# EXERCISE AIM
Copy out, word for word, the part of the records below that opens with the line containing "One point lands on every instance of the black backpack, laid" and closes with the line containing "pixel 358 100", including both of those lines.

Stored data:
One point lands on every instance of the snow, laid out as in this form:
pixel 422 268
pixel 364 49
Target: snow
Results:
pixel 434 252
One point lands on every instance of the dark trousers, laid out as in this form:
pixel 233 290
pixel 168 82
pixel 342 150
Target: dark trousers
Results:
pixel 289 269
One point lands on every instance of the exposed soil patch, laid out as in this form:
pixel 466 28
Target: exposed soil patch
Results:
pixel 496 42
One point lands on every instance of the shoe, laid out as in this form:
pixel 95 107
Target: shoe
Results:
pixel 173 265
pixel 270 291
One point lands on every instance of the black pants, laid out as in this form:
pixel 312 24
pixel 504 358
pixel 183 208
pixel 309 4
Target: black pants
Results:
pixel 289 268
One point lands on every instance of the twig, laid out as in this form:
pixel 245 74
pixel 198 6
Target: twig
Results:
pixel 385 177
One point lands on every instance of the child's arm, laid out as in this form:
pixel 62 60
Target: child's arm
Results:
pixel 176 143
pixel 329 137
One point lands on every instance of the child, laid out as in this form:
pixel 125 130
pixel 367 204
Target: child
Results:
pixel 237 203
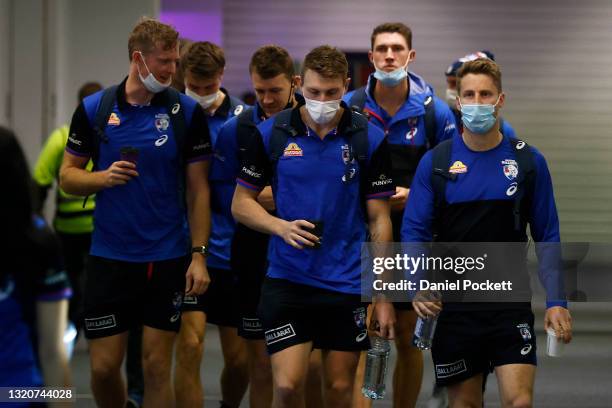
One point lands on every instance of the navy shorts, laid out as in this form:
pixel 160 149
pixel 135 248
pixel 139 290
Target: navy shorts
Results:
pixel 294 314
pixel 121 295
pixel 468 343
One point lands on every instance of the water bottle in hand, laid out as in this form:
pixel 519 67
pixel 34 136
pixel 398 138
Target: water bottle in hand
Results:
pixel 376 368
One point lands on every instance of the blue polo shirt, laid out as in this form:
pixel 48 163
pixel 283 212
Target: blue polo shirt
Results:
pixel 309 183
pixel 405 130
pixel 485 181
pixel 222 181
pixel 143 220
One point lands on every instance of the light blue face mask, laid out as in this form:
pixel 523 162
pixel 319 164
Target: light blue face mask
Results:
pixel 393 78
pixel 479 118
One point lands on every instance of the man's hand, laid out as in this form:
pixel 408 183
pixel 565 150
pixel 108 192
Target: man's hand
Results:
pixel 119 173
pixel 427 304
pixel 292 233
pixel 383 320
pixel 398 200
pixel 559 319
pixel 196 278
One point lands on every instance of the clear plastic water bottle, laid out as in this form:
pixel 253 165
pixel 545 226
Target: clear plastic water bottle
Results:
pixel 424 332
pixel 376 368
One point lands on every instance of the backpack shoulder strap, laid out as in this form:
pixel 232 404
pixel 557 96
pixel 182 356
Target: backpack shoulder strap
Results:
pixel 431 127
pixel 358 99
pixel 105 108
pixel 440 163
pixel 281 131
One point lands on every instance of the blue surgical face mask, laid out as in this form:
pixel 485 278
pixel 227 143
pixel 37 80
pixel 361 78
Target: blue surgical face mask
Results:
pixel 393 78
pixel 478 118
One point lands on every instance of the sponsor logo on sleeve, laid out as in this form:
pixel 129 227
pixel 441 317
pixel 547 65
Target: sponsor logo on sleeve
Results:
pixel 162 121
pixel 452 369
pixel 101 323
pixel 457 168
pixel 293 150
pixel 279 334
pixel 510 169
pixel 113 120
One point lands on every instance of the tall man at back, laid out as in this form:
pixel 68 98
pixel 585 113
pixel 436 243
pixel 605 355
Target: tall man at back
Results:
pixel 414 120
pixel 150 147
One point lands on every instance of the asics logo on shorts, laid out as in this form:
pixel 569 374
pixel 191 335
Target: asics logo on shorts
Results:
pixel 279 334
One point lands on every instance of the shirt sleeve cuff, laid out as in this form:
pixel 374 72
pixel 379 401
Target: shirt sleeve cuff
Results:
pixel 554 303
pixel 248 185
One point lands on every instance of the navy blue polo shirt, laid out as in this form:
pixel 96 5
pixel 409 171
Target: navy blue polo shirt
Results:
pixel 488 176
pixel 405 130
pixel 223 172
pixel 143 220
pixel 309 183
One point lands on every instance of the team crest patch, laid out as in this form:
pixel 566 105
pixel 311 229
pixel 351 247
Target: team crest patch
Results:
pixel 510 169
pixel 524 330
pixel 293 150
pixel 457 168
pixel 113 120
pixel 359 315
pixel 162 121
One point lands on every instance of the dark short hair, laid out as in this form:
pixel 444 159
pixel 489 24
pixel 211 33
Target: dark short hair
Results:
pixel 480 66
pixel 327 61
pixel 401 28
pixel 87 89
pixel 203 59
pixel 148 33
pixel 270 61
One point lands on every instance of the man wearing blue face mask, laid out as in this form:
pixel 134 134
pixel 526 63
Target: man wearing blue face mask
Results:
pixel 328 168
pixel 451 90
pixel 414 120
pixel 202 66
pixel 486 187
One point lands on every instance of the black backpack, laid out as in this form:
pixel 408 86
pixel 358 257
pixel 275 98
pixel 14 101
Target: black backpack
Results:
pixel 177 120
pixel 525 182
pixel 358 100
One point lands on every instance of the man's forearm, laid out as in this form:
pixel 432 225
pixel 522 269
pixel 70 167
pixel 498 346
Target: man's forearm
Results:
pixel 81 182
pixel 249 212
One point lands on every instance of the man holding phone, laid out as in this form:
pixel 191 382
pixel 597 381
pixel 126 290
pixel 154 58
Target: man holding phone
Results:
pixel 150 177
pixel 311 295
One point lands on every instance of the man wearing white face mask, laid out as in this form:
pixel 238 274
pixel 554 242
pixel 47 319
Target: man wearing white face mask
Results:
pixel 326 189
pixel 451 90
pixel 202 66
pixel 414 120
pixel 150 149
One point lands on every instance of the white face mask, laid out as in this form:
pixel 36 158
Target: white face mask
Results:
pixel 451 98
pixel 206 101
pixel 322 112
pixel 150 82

# EXERCISE SOLUTION
One point lands on every instance of the black backpack, laid out as in this form:
pixel 408 86
pixel 358 257
pixel 275 98
pixel 14 101
Target: black backpack
Results:
pixel 177 120
pixel 525 182
pixel 358 100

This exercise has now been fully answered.